Prompt
Copy out the listing from the line containing "Detect boat window." through the line containing "0;251;542;331", inclusive of both, character for character.

Data supplied
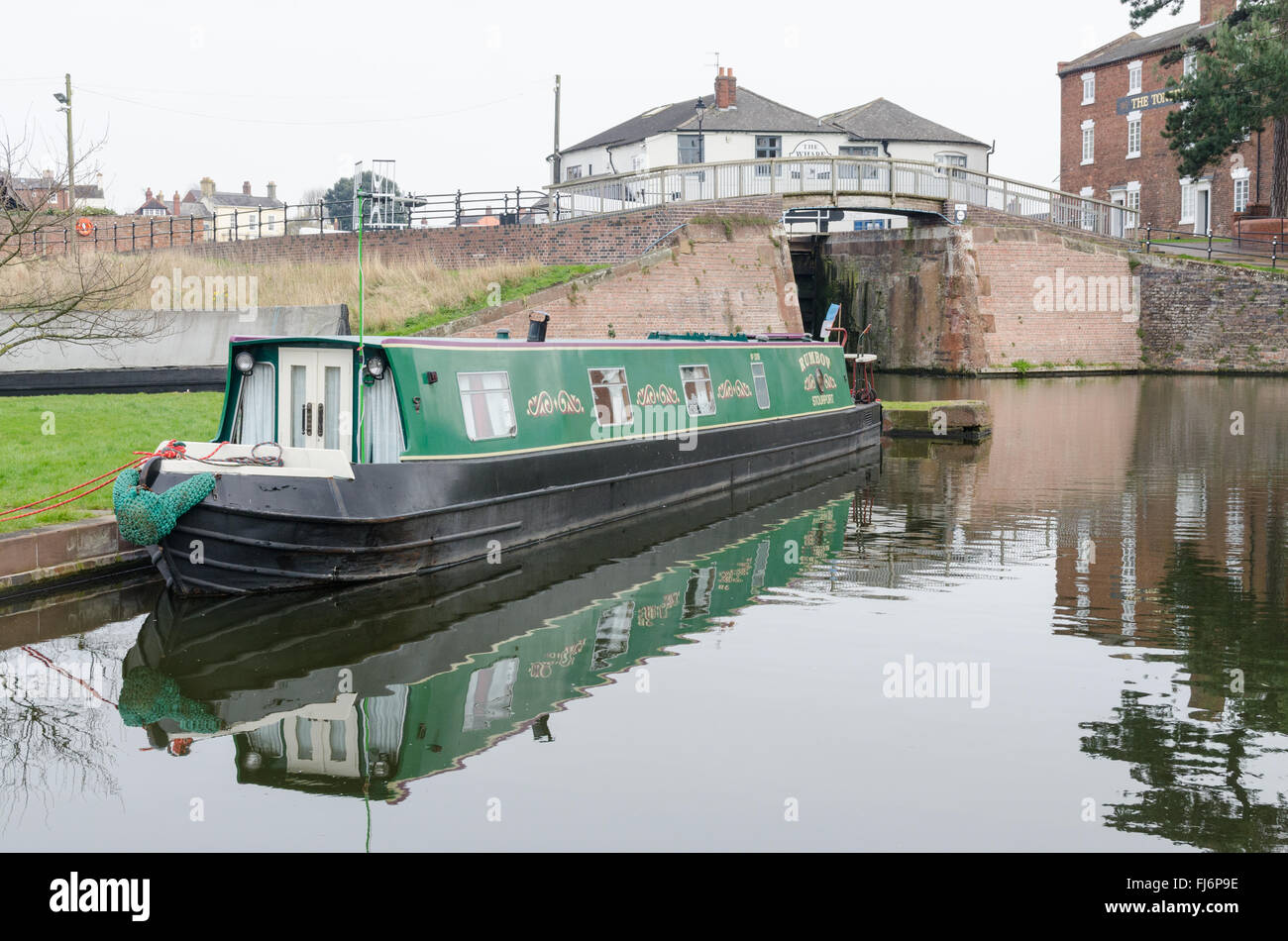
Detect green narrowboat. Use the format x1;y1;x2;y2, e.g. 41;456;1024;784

==

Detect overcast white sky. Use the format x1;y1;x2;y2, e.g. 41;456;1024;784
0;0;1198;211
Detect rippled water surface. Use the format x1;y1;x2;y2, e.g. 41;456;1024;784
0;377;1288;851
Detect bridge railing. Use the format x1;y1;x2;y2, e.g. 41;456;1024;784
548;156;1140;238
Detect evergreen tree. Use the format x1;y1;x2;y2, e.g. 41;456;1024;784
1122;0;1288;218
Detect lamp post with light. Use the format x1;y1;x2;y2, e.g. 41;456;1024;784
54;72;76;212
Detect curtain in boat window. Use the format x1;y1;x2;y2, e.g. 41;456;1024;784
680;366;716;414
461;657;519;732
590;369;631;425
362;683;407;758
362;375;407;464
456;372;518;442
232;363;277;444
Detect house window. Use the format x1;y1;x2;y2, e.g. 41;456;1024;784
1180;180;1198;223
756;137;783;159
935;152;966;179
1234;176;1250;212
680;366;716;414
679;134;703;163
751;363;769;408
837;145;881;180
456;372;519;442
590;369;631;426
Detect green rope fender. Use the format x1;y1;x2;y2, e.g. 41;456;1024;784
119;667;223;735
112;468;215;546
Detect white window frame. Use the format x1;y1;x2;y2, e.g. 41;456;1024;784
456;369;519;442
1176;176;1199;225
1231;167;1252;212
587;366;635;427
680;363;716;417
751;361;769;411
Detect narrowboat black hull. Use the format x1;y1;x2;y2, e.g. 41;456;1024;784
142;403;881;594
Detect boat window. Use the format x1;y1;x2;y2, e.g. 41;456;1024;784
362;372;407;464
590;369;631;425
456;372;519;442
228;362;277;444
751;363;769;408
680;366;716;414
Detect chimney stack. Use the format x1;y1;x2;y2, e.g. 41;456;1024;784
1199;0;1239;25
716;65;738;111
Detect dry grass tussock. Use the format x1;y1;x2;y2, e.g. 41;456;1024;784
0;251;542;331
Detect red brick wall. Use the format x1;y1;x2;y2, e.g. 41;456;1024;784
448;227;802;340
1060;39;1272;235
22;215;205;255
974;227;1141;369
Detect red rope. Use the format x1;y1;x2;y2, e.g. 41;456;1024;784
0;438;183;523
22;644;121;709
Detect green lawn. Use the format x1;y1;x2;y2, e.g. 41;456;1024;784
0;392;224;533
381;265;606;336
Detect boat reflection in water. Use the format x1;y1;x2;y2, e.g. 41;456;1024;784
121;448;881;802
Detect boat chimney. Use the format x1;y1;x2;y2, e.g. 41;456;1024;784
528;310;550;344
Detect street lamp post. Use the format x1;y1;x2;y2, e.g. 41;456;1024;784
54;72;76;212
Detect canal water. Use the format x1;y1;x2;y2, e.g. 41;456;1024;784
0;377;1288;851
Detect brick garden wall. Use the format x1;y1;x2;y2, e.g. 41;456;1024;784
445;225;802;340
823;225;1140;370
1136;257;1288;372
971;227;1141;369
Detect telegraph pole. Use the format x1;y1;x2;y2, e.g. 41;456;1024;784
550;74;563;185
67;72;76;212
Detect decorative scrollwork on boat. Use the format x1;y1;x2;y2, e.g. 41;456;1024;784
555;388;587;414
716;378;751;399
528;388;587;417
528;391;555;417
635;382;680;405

Expected answer
Detect boat window. Use the format x1;y1;x2;y2, e.g. 41;456;1024;784
362;372;407;464
590;369;631;425
456;372;519;442
228;362;277;444
751;363;769;408
680;366;716;414
Detect chimney stack. Use the format x1;y1;x2;y2, e.g. 41;456;1024;784
1199;0;1239;25
716;65;738;111
Detect dry grass tussock. Use the format x1;y1;x2;y2, e.g. 41;456;1024;784
0;251;542;331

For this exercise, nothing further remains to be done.